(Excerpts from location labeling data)
━━━━━━━━━━
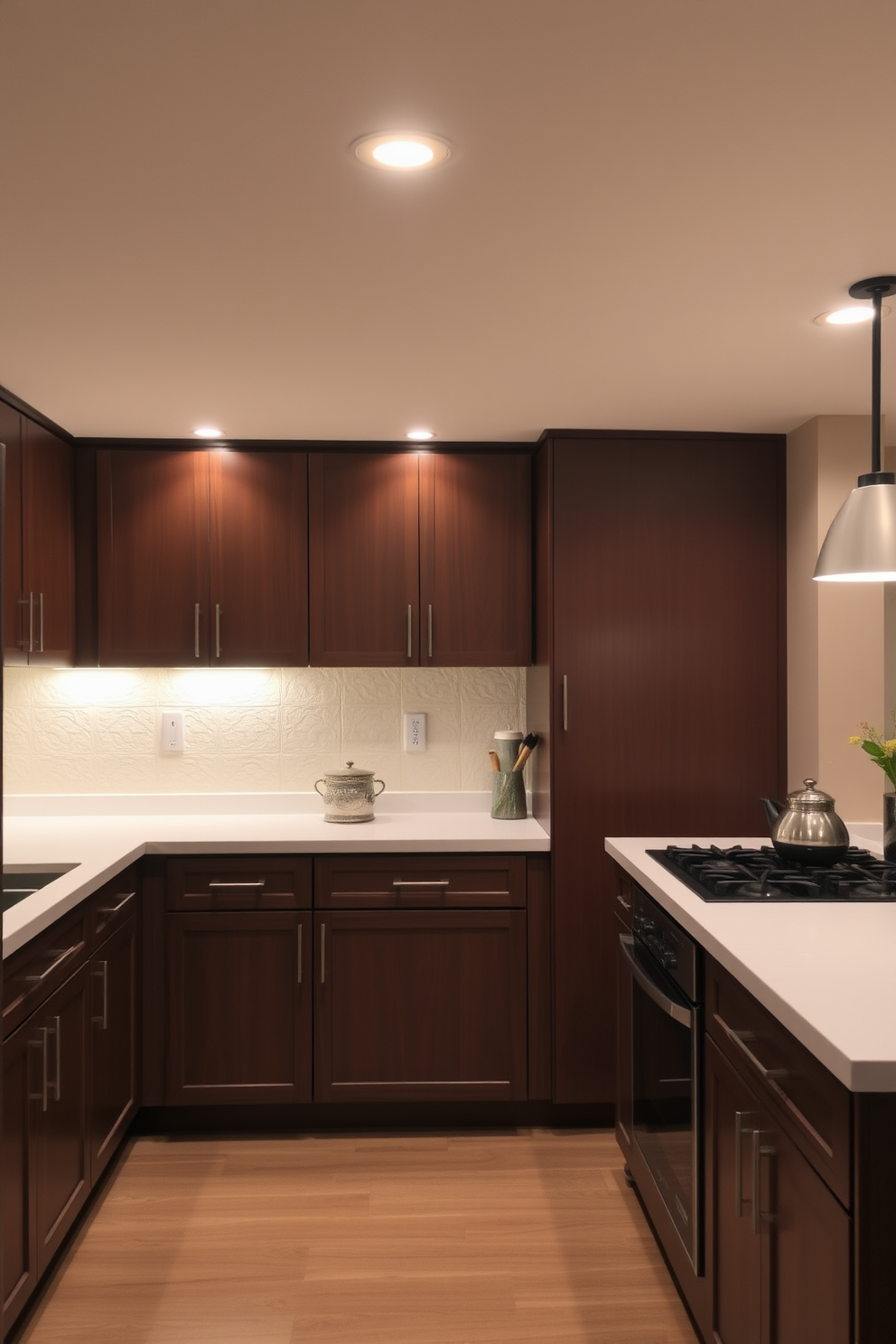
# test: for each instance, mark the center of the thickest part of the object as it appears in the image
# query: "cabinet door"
(14, 650)
(736, 1239)
(113, 1035)
(239, 1007)
(364, 559)
(258, 559)
(47, 545)
(22, 1060)
(62, 1126)
(667, 639)
(476, 559)
(419, 1005)
(152, 551)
━━━━━━━━━━
# REQUIREMENTS
Lay out the records above as a two-column CSV with the header columns "instruction" and "points", one row per record. Put the text and the answer each in a single quoted field with line breaks turned into spaces, and omit the pictures.

# OUTPUT
instruction,points
"# test: for each instance, mark the center of the thickest part of the object as it appears in the image # query: ""cabinet door""","(14, 650) (736, 1239) (113, 1035) (239, 1007) (364, 559) (258, 559) (47, 545) (22, 1060) (62, 1126) (667, 639) (476, 559) (419, 1005) (152, 551)"